# Text section:
▬▬▬
Credit points: 6 Teacher/Coordinator: Michael Thompson Session: Semester 1,Summer Main Classes: 2x1-hr lectures/week, 1x1-hr tutorial/week Prerequisites: 12 junior credit points of History or Ancient History Prohibitions: HSTY2067 Assessment: 1x250wd bibliography (5%), 1x250wd essay outline (5%), 1x2000wd essay (40%), 1x500wd tutorial paper (10%), 1x1.5hr exam (30%) and tutorial participation (10%)
Since the 2003 invasion of Iraq, public debate about American power has been dominated by the question: is the United States an empire? Taking this debate as a starting point, students examine: the expansion of American power across the continent and then overseas; political, economic and cultural forms of domination and the subsequent transformation of societies overseas and the US itself; and the value and limits of applying the concept of imperialism to US power.
HSTY2671 Law and Order in Modern America

Credit points: 6 Session: Semester 2 Classes: 2x1-hr lectures/week, 1x1-hr tutorial/week Prerequisites: (12 junior credit points of History or Ancient History) or (AMST1001 and (HSTY1023 or HSTY1076)) Assessment: 1x1000wd tutorial paper (20%), 1x250wd essay bibliography (5%), 1x250wd essay outline (5%), 1x2000wd essay (40%), 1x1hr exam (20%) and tutorial participation (10%)
▬▬▬
# Instruction 1:
Extract the passage of the course listing starting with "Credit points: 6 Teacher/Coordinator: Michael" and going on through "(30%) and tutorial participation (10%)".
# Instruction 2:
From the course listing, list every assessment component of HSTY2671 Law and Order in Modern America, with the percentage weight of each.
# Instruction 3:
Write what comes next in the course listing, picking up after its last sentence.
The lines after this point are separate material and have nothing to do with the course listing.

# Data block:
▬▬▬
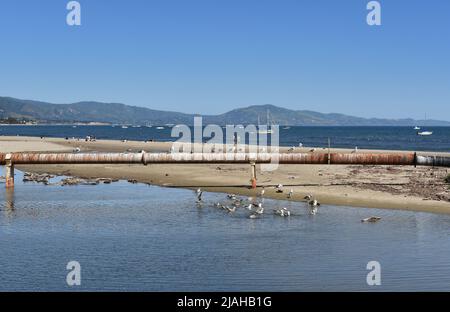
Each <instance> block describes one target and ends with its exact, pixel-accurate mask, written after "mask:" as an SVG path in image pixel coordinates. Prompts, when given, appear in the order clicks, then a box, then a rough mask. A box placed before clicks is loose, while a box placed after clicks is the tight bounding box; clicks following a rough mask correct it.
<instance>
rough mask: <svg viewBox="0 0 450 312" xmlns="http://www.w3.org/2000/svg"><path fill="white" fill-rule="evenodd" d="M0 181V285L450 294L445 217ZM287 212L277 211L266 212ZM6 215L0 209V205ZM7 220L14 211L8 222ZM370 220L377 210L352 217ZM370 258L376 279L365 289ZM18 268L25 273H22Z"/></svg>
mask: <svg viewBox="0 0 450 312" xmlns="http://www.w3.org/2000/svg"><path fill="white" fill-rule="evenodd" d="M21 174H22V173H21V172H20V171H19V172H17V176H16V177H17V183H16V189H15V193H14V190H8V191H7V190H5V188H4V185H2V184H0V210H1V213H0V250H1V252H0V263H1V264H2V267H1V270H0V291H1V290H55V291H57V290H69V291H70V290H72V289H71V288H68V287H67V285H66V284H65V283H64V282H65V277H66V276H65V274H66V272H65V270H64V268H65V267H66V265H67V262H68V261H70V260H76V261H79V262H80V263H81V265H82V267H83V268H84V271H83V272H84V273H83V274H84V275H83V280H82V286H81V288H80V289H81V290H144V291H149V290H153V291H162V290H166V291H170V290H171V291H258V290H264V291H301V290H327V291H330V290H341V291H345V290H369V291H371V290H382V291H388V290H396V291H399V290H403V291H406V290H450V265H449V263H450V253H449V252H448V250H450V240H449V239H448V238H449V228H450V216H449V215H437V214H429V213H417V212H410V211H399V210H377V209H370V210H369V209H363V208H360V209H358V208H356V209H355V208H346V207H334V206H327V205H324V206H322V207H321V209H320V210H319V212H318V213H317V215H315V216H311V215H310V214H309V211H308V208H307V207H306V206H305V204H304V203H297V202H286V201H274V200H270V199H266V200H265V202H264V206H265V208H266V212H267V213H266V214H264V215H263V216H262V217H261V218H258V219H254V220H252V219H249V218H248V216H249V212H248V210H247V209H245V208H243V209H238V210H236V211H235V212H234V213H228V211H225V210H224V209H221V208H217V207H216V203H218V202H219V203H223V204H225V205H228V204H230V203H229V202H227V200H228V199H227V198H226V196H225V195H224V194H216V193H205V194H204V195H203V202H202V204H201V205H197V204H196V203H195V201H196V196H195V194H194V193H193V192H192V191H189V190H182V189H173V188H160V187H154V186H147V185H143V184H135V185H131V184H129V183H127V182H117V183H112V184H109V185H103V184H100V185H97V186H88V185H78V186H71V187H61V186H56V185H54V186H46V185H43V184H36V183H23V182H22V179H21V177H20V175H21ZM282 207H288V209H289V210H290V211H291V213H292V215H291V216H290V217H289V218H281V217H279V216H275V215H273V214H272V211H273V210H274V209H280V208H282ZM3 210H4V211H5V213H4V212H3ZM12 215H13V217H12ZM370 215H377V216H380V217H382V220H381V221H380V222H377V223H374V224H366V223H361V221H360V220H361V219H363V218H365V217H368V216H370ZM373 260H374V261H378V262H380V264H381V267H382V270H381V271H382V281H383V283H382V286H381V287H378V288H373V287H369V286H367V283H366V277H367V273H368V272H367V271H366V265H367V263H368V262H369V261H373ZM25 270H26V274H24V272H25Z"/></svg>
▬▬▬
# Answer 1:
Credit points: 6 Teacher/Coordinator: Michael Thompson Session: Semester 1,Summer Main Classes: 2x1-hr lectures/week, 1x1-hr tutorial/week Prerequisites: 12 junior credit points of History or Ancient History Prohibitions: HSTY2067 Assessment: 1x250wd bibliography (5%), 1x250wd essay outline (5%), 1x2000wd essay (40%), 1x500wd tutorial paper (10%), 1x1.5hr exam (30%) and tutorial participation (10%)

# Answer 2:
1x1000wd tutorial paper (20%)
1x250wd essay bibliography (5%)
1x250wd essay outline (5%)
1x2000wd essay (40%)
1x1hr exam (20%)
tutorial participation (10%)

# Answer 3:
This unit explores crime in the United States from Civil War to the present. It begins by examining historical approaches to crime, using murder as a case study. We look at the development of the criminal justice system, focusing on the police, the FBI, and extra-legal justice and lynching, and explore specific crimes: morals offenses; sex crimes; white-collar crime; and organized crime. Our focus is on the changing incidence, definitions and representation of crime in modern American culture and society.
HSTY2676 Australia's World

Credit points: 6 Teacher/Coordinator: Assoc Prof James Curran Session: Semester 2 Classes: 2x1-hr lectures/week, 1x1-hr tutorial/week Prerequisites: 12 junior credit points of History or Ancient History Assessment: 1x1000wd historiographical debate (20%), 1x250wd essay bibliography (5%), 1x250wd essay outline (5%), 1x2000wd essay (40%), 1x1hr exam (20%) and tutorial participation (10%)
This unit examines Australia's relations with the world in the post-war era. It explores the historical themes which shaped Australia's response to the world: loyalties to race and empire; communities of interest and culture; the 'Free' versus the 'Communist' worlds; the rise of Asian nationalism, ANZUS and Australian military engagements from Korea to Vietnam. It also investigates the making of Australia's foreign and defence policy from the 1980s to the present, including debates over engagement with Asia and the American alliance.
HSTY2691 Writing History

Credit points: 6 Teacher/Coordinator: Prof Glenda Sluga Session: Semester 2 Classes: 1x1-hr lecture/week, 1x1-hr tutorial/week Prerequisites: 12 junior credit points of History or Ancient History Prohibitions: HSTY2901, ANHS2691 Assessment: 1x1000wd journal review (30%), 1x2000wd reflective essay (30%), 1x3000wd diary (30%) and tutorial participation (10%)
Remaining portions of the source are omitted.